# [Task to complete]
A stretch of the entries below is to be set down exactly, running from the line with "Query: green field" through the line with "the dense forest", both included, and no other line.

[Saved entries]
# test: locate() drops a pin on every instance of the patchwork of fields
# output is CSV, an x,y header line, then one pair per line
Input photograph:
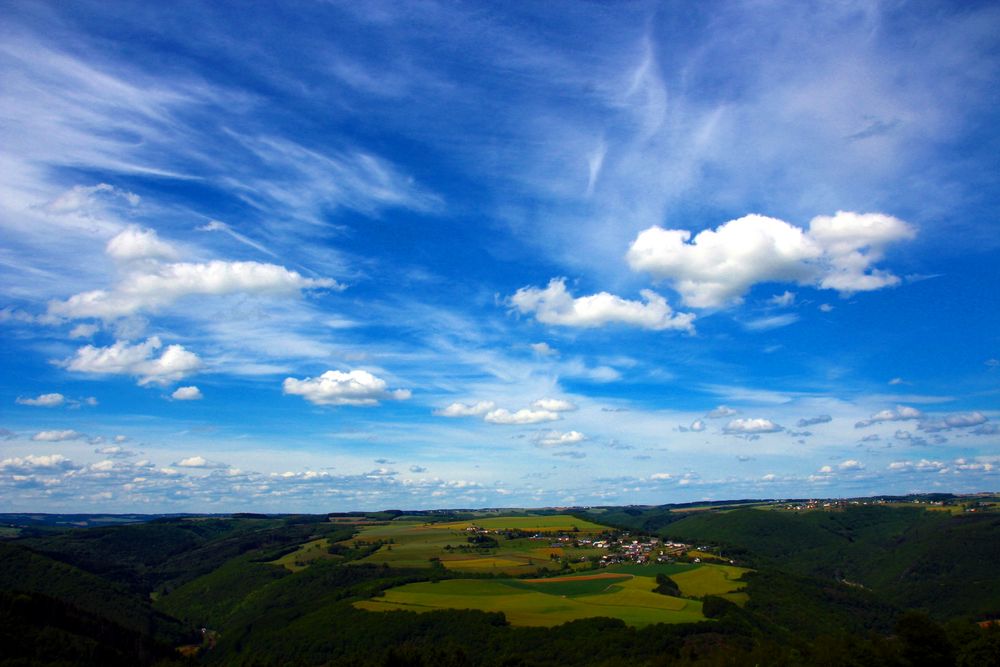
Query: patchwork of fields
x,y
624,592
415,544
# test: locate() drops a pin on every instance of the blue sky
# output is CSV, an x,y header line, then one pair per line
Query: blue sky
x,y
326,256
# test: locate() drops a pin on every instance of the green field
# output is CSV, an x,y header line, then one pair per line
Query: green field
x,y
546,602
556,523
712,580
414,544
305,555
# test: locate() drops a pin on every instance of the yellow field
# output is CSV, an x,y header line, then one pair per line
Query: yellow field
x,y
414,544
629,598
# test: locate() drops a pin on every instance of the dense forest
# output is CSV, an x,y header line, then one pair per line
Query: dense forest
x,y
867,585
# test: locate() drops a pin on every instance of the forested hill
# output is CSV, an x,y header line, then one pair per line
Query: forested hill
x,y
937,561
826,588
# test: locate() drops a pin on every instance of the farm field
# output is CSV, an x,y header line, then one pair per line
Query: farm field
x,y
546,602
415,544
718,580
305,555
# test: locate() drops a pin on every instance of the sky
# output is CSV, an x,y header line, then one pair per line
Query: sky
x,y
329,256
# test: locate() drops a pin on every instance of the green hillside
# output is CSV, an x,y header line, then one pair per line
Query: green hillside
x,y
911,558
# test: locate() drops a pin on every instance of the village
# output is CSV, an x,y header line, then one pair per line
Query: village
x,y
619,548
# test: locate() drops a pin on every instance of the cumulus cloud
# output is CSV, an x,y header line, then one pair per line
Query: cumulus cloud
x,y
571,454
923,465
751,426
56,436
339,388
114,451
773,322
522,416
556,439
544,350
138,360
555,305
782,300
463,410
949,422
978,465
199,462
719,266
84,198
43,401
83,330
191,393
161,285
32,463
554,405
810,421
137,243
900,413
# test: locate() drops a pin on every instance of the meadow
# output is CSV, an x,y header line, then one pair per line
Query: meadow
x,y
546,602
418,544
624,592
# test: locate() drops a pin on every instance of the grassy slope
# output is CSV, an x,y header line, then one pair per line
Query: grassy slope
x,y
414,544
907,556
630,599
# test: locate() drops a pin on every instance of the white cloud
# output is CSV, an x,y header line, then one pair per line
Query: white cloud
x,y
463,410
136,243
56,436
137,360
166,283
773,322
900,413
923,465
555,305
811,421
555,438
719,266
43,401
782,300
523,416
553,405
339,388
31,463
191,393
544,350
114,451
979,465
963,420
752,426
199,462
83,330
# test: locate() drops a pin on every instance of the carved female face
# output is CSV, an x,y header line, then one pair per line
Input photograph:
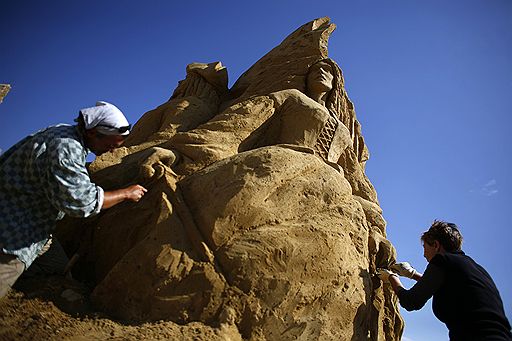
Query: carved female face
x,y
319,80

# [Exercise response]
Query: green field
x,y
546,602
556,523
712,580
414,544
305,555
# test: locate() drops a pin on every instance of the yellow field
# output is CSV, an x,y header line, then one pair per line
Query: yellow field
x,y
414,544
629,598
# test: locate() drops a pin on every instance of the dense forest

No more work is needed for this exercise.